[start]

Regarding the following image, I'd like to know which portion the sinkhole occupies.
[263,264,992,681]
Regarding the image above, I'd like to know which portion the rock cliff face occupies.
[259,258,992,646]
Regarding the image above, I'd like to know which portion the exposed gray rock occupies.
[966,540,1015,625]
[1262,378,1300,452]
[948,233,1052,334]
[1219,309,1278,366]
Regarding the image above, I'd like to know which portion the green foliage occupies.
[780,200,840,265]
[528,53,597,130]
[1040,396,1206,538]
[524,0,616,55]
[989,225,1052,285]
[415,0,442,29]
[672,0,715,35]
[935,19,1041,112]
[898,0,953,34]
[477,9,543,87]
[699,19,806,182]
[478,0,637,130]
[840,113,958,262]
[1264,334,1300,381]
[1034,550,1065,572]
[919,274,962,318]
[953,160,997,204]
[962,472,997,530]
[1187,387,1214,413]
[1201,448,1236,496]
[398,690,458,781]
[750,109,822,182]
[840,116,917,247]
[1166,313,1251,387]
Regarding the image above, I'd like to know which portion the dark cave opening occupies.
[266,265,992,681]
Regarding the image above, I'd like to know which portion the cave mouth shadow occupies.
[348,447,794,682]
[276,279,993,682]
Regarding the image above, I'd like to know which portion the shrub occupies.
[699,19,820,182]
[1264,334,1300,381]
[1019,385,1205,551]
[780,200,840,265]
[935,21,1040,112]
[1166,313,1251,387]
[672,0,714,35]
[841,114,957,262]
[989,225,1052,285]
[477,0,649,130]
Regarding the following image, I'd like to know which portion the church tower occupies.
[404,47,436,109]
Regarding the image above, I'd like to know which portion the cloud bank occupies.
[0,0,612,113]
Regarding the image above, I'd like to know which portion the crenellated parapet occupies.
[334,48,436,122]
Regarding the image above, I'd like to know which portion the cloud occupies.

[end]

## Challenge
Put every one of the rows above into a JSON list of strings, one string per line, and leave out any blank lines.

## Task output
[
  "Regarding the following image, I'd like to know which portion the sinkhole occupies.",
  "[263,264,992,681]",
  "Regarding the image above, I'd like to know which portion the rock cliff face occupies.",
  "[259,258,992,646]",
  "Regarding the image above, I'd like to know which portion the exposed gray rock occupies.",
  "[966,540,1015,625]",
  "[1262,378,1300,452]",
  "[948,233,1052,334]",
  "[1219,309,1278,366]",
  "Regarding the image above, I'd like to know which portion the green foliage occupies.",
  "[780,200,840,265]",
  "[528,53,597,130]",
  "[1040,396,1206,538]",
  "[524,0,616,55]",
  "[989,225,1052,285]",
  "[415,0,442,29]",
  "[672,0,715,35]",
  "[935,19,1041,112]",
  "[898,0,953,34]",
  "[477,9,543,87]",
  "[699,19,806,182]",
  "[478,0,637,130]",
  "[840,113,958,262]",
  "[1264,334,1300,381]",
  "[1034,550,1065,572]",
  "[919,274,962,318]",
  "[953,160,997,204]",
  "[962,472,997,530]",
  "[1187,387,1214,413]",
  "[1201,448,1236,496]",
  "[398,690,458,781]",
  "[750,109,822,182]",
  "[840,116,917,247]",
  "[1166,313,1251,387]",
  "Regarding the image above, I'd like to know which portion the dark cave opening occupies.",
  "[266,265,992,681]",
  "Regarding the image above, I'd like to know which portion the cave mouth shadow occupies.",
  "[348,447,794,682]",
  "[276,279,993,682]",
  "Regarding the image above, I'd like to know which portion the shrub occupies.",
  "[699,19,820,182]",
  "[1264,334,1300,381]",
  "[1019,385,1205,551]",
  "[780,200,840,265]",
  "[935,21,1040,112]",
  "[1166,313,1251,387]",
  "[672,0,714,35]",
  "[841,114,957,262]",
  "[989,225,1052,285]",
  "[477,0,649,130]",
  "Regarding the following image, I'd like to know which portion the church tower occupies.",
  "[404,47,436,109]",
  "Regarding the image above, I'd like to know which portion the cloud bank occupies.",
  "[0,0,612,113]",
  "Regarding the image above, I'd like to know which portion the crenellated parapet occupies.",
  "[334,48,436,122]",
  "Regarding the image above, I'd like to know which portion the cloud occupies."
]